● **WORK INSTRUCTIONS**:
Retype the listing below exactly, beginning at the line that contains "Target: building wall" and ending with its last line.

● **DATA EXTRACT**:
═══

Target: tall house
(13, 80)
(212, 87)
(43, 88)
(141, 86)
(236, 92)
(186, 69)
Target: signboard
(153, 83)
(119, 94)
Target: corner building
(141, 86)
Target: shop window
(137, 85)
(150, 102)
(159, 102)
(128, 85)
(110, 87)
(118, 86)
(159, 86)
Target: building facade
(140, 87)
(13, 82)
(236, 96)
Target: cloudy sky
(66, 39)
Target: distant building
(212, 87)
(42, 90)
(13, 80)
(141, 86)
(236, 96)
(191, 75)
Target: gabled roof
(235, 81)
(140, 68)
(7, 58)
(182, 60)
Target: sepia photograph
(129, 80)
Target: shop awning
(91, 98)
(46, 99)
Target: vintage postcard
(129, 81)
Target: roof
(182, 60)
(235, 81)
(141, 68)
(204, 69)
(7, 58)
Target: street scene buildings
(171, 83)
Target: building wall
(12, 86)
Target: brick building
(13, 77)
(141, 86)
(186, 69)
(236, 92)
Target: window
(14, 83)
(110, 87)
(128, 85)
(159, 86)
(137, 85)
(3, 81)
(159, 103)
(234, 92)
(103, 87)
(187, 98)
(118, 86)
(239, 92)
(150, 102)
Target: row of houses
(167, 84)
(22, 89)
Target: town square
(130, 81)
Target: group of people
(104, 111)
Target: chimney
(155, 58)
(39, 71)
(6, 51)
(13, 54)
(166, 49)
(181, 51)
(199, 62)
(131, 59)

═══

● **EXERCISE OUTPUT**:
Target: building wall
(12, 86)
Target: brick building
(13, 77)
(141, 86)
(186, 69)
(236, 92)
Target: window
(14, 83)
(110, 87)
(128, 85)
(159, 86)
(137, 85)
(3, 81)
(159, 103)
(234, 92)
(103, 87)
(187, 98)
(118, 86)
(239, 92)
(150, 102)
Target: row of houses
(167, 84)
(22, 89)
Target: town square
(130, 81)
Target: group of people
(104, 111)
Target: chimney
(155, 58)
(39, 71)
(6, 51)
(13, 54)
(166, 49)
(181, 51)
(199, 62)
(131, 59)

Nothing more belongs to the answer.